▸ **Work to be completed**
Convert each line of the items below into a Markdown table with two columns, Row and Line: number the rows and omit blank lines. Leave the pictures out of the table.

▸ **Given entries**
•••

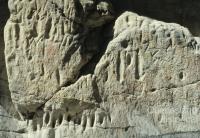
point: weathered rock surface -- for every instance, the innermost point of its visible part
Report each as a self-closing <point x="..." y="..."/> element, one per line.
<point x="74" y="70"/>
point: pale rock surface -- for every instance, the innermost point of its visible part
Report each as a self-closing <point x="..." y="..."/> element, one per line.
<point x="146" y="83"/>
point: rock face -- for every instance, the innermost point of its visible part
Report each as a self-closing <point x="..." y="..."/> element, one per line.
<point x="77" y="69"/>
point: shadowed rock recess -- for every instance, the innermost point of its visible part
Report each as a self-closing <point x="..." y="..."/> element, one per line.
<point x="99" y="69"/>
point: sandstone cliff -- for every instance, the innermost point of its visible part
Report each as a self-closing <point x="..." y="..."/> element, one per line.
<point x="99" y="68"/>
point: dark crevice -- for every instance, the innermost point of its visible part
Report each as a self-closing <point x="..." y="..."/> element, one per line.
<point x="175" y="11"/>
<point x="137" y="76"/>
<point x="5" y="95"/>
<point x="104" y="39"/>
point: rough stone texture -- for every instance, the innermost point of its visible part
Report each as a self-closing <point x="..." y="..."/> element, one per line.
<point x="86" y="68"/>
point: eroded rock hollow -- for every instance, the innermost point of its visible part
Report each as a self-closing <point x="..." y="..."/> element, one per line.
<point x="99" y="68"/>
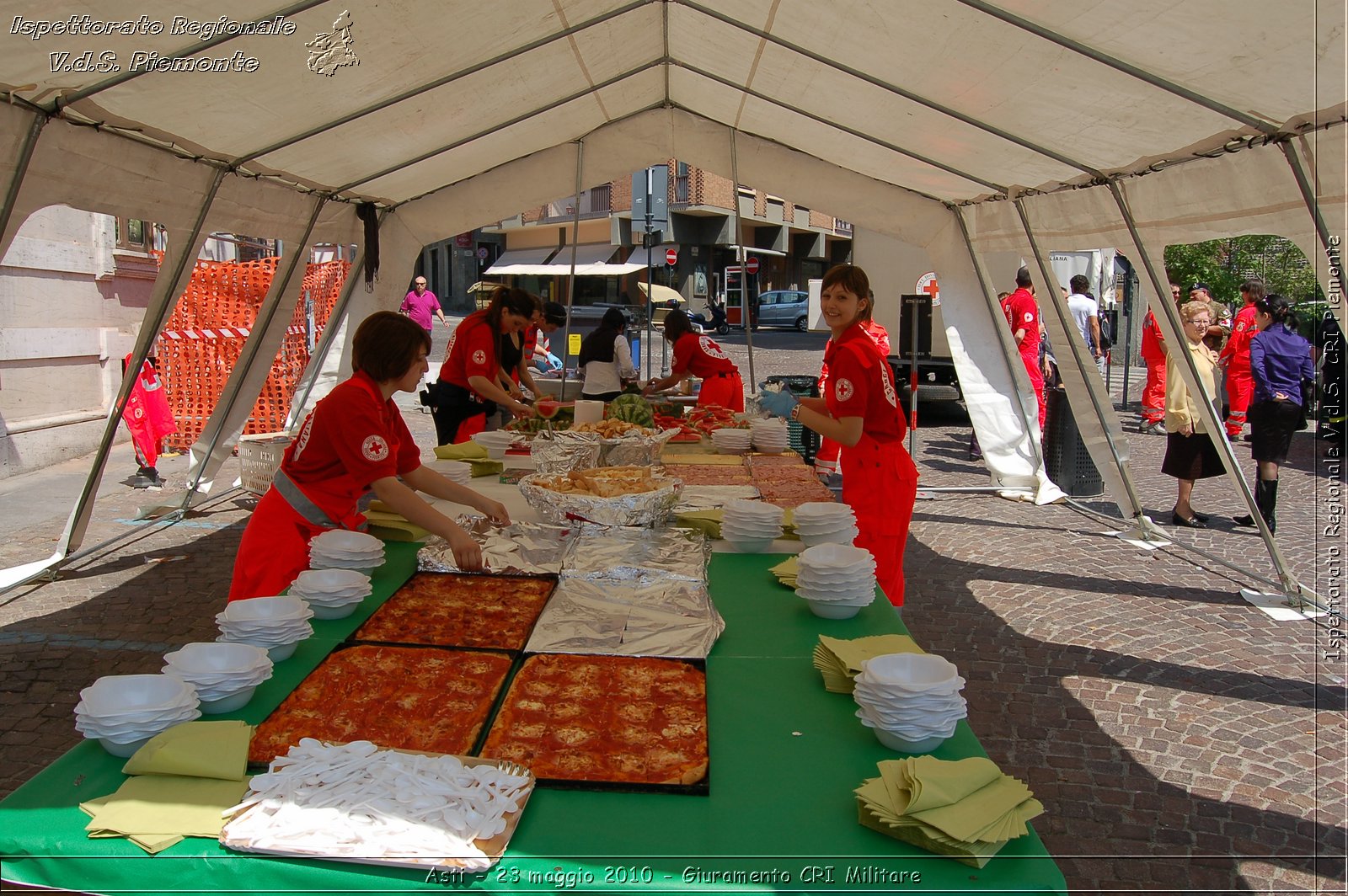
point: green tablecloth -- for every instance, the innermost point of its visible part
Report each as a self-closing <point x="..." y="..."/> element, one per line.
<point x="785" y="758"/>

•••

▸ **Answer to the exercise**
| Row | Line |
|---|---|
| 1 | point: weathered rock surface -- for every instance, the innermost point of its visible part |
| 2 | Report each as a self-closing <point x="..." y="..."/> element, one per line. |
| 3 | <point x="74" y="70"/> |
| 4 | point: pale rock surface -- for every instance, the innermost point of its visible part |
| 5 | Report each as a self-closing <point x="..." y="..."/> element, one per line. |
| 6 | <point x="146" y="83"/> |
| 7 | point: rock face -- for every instance, the innermost point of its visible part |
| 8 | Report each as a self-closing <point x="..." y="..."/> element, one per line. |
| 9 | <point x="77" y="69"/> |
| 10 | point: shadowed rock recess -- for every instance, the innermost point of its visible part |
| 11 | Report each as a self-closing <point x="..." y="..."/> element, one per line. |
| 12 | <point x="99" y="69"/> |
| 13 | point: sandstone cliff -- for every instance, the innermost point of its visible part |
| 14 | Report each as a self-closing <point x="..." y="..."/> element, one per line. |
| 15 | <point x="99" y="68"/> |
| 16 | point: dark crevice -- for every instance, the innermost point of its visible part |
| 17 | Report each as a self-closing <point x="..." y="..."/> element, one per line. |
| 18 | <point x="175" y="11"/> |
| 19 | <point x="137" y="76"/> |
| 20 | <point x="5" y="95"/> |
| 21 | <point x="104" y="39"/> |
| 22 | point: rough stone texture -- for every instance, the innermost point of its visible part |
| 23 | Report each as a self-closing <point x="..." y="..."/> element, one per line. |
| 24 | <point x="86" y="68"/> |
| 25 | point: eroded rock hollow -- for every instance, the innermost point of its visible part |
| 26 | Report each as a self-closing <point x="..." y="..."/> element, one per line. |
| 27 | <point x="99" y="68"/> |
| 28 | point: green tablecloth -- for every instance, the innermost point of its visible part |
| 29 | Report each as a self-closing <point x="..." y="..."/> element, one per line. |
| 30 | <point x="785" y="758"/> |